═══ DATA FOR THIS TASK ═══

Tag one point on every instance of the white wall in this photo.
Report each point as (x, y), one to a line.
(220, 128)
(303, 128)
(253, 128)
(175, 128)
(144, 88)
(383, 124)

═══

TO BE DONE:
Can you lay out every line of the entries above as a numbered list, leaving out any blank lines?

ANSWER BELOW:
1. Tag one point on every instance of the white wall in this photo.
2. Report each point as (x, y), one to a line.
3. (220, 128)
4. (303, 128)
5. (253, 128)
6. (175, 128)
7. (144, 88)
8. (383, 124)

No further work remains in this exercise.